*** Block opens ***

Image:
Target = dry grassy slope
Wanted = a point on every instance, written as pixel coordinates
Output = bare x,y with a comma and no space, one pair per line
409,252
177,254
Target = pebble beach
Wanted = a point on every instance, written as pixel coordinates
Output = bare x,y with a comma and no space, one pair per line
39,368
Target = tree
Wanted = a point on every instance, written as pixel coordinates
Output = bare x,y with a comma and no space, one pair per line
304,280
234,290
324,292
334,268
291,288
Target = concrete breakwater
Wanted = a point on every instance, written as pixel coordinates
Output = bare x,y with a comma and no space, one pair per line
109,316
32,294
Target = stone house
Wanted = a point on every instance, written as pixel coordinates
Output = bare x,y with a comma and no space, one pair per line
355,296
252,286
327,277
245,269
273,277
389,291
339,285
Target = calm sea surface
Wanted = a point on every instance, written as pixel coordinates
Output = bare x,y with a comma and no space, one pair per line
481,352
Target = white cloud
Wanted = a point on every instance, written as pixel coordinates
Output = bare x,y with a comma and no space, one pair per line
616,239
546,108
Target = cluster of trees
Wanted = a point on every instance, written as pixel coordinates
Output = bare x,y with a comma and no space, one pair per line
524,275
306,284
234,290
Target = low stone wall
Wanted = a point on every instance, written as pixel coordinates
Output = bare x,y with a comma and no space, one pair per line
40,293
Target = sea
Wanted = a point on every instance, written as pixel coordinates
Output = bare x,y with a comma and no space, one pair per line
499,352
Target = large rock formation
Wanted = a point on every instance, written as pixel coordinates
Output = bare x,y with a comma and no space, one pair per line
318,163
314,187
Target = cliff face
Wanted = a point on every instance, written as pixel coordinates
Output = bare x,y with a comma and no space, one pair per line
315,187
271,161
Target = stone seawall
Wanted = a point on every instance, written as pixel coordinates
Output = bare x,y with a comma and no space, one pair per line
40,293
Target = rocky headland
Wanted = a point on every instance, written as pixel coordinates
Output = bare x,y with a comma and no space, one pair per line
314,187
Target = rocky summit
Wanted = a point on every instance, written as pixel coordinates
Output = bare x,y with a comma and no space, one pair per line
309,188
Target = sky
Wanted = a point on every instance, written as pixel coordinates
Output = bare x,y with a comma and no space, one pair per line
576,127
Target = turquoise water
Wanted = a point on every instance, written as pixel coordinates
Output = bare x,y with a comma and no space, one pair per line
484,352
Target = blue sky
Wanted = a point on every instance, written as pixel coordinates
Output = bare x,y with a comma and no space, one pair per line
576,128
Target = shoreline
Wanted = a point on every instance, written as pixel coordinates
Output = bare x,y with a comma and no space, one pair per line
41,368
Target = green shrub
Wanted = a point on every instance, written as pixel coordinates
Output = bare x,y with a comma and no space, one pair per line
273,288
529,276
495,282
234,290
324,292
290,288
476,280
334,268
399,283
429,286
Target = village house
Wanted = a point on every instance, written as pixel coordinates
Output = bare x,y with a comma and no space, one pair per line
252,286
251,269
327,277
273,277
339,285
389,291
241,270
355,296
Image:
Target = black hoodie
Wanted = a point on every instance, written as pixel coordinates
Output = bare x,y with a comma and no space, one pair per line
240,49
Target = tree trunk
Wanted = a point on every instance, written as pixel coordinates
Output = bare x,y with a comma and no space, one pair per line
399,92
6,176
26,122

*** Block closes ***

Search the material above for lines containing the string "stone", then pull them out.

Target = stone house
Target = low stone wall
Target = stone seawall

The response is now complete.